Tarefas propostas ▸
A – Responda a estas perguntas com base no excerto sobre a poliomielite em Gaza:
(i) Durante quantos anos não houve registo de infeção antes do caso identificado?
(ii) Que idade tinha o bebé em quem foi identificado o caso da doença?
(iii) Quantas crianças pretendia vacinar a campanha iniciada no início deste mês?
B – Reescreva em forma de lista o parágrafo do excerto que começa por "A Organização Mundial de Saúde", mantendo os factos principais.

Excerto ▸

- - -

Surto inevitável com o cerco. Especialistas receiam escalada de mortes em Gaza devido à poliomielite

por RTP
Reuters

O alerta dos médicos, dos especialistas e das organizações humanitárias foi lançado há meses: a escalada do conflito entre Israel e o Hamas e a consequente crise humanitária em Gaza podia levar ao surgimento de um surto de poliomielite na região. Depois de 25 anos sem registo de infeção, o Ministério da Saúde palestiniano identificou um caso da doença num bebé de 10 meses, nascido pouco antes do início da guerra e que, por isso, não tinha sido vacinado. A campanha de vacinação de crianças em Gaza começou esta semana, mas as autoridades dizem que, tendo em conta as condições em que a população vive atualmente, um surto será inevitável.

A Organização Mundial de Saúde, a agência da ONU para os refugiados (UNRWA) e a UNICEF são as responsáveis pela campanha de vacinação contra a poliomielite em Gaza, que começou no início deste mês com o objetivo de vacinar cerca de 157 mil crianças. No entanto, esta meta foi ultrapassada no fim dos dois primeiros dias no centro de Gaza.

- - -

(Entradas de dados)

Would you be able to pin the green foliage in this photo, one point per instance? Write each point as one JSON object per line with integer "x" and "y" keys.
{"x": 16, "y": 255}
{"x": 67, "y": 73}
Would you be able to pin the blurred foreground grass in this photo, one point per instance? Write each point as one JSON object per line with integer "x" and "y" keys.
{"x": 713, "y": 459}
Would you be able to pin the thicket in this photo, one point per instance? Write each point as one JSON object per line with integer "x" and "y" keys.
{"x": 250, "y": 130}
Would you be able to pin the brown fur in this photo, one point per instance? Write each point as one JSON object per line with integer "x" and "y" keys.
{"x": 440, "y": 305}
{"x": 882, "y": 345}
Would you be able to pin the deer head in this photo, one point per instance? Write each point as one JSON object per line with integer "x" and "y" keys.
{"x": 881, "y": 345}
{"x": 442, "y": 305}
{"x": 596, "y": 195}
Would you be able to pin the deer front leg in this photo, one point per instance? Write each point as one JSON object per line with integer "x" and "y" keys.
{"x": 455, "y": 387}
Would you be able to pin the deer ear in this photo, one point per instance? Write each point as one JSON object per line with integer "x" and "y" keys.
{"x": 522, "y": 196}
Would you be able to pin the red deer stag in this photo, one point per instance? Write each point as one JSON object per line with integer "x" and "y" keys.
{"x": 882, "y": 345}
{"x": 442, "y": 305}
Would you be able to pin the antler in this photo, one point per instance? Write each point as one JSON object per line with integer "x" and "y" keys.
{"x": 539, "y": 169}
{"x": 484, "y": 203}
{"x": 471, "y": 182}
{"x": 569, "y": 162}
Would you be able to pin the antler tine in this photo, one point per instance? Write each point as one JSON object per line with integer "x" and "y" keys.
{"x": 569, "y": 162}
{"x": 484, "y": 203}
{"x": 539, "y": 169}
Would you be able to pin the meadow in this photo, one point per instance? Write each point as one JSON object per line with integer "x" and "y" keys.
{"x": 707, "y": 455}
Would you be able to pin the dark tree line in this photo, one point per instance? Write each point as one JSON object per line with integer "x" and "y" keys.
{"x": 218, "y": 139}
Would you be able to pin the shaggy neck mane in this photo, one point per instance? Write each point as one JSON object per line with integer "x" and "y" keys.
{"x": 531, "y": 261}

- - -

Resultados das tarefas ▸
A –
(i) 25 anos.
(ii) 10 meses.
(iii) Cerca de 157 mil crianças.

B –
- Responsáveis pela campanha de vacinação contra a poliomielite em Gaza: Organização Mundial de Saúde, UNRWA e UNICEF.
- Início: no começo deste mês.
- Objetivo: vacinar cerca de 157 mil crianças.
- Resultado: a meta foi ultrapassada ao fim dos dois primeiros dias no centro de Gaza.